[Point localization data]
# # # #

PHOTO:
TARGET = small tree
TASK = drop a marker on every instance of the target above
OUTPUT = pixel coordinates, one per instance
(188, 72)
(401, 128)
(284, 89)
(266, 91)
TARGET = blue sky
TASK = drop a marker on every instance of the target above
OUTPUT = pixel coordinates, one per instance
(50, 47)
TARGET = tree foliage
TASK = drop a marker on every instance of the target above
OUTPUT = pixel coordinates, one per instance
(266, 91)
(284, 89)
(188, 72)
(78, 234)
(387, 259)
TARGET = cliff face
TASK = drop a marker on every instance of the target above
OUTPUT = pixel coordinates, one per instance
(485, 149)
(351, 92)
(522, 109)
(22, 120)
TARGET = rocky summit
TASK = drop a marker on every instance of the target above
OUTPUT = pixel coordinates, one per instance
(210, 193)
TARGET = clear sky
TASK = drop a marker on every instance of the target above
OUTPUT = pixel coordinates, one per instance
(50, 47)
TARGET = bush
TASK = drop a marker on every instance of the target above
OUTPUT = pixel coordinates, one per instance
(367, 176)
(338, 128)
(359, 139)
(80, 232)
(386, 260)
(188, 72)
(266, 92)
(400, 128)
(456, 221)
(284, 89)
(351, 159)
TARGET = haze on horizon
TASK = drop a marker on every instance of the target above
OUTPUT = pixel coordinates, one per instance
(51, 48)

# # # #

Beginning at the top of the data, please return every line until and including the line containing "TARGET = tree foliage", copied exactly, and nothing past it.

PHOTO:
TARGET = small tree
TASK = drop a marker on every instance of the target above
OUTPUT = pixel coordinates, one per instance
(188, 72)
(401, 128)
(284, 89)
(266, 91)
TARGET = blue sky
TASK = drop a marker on every instance of the target above
OUTPUT = pixel coordinates, one per instance
(50, 47)
TARGET = tree foliage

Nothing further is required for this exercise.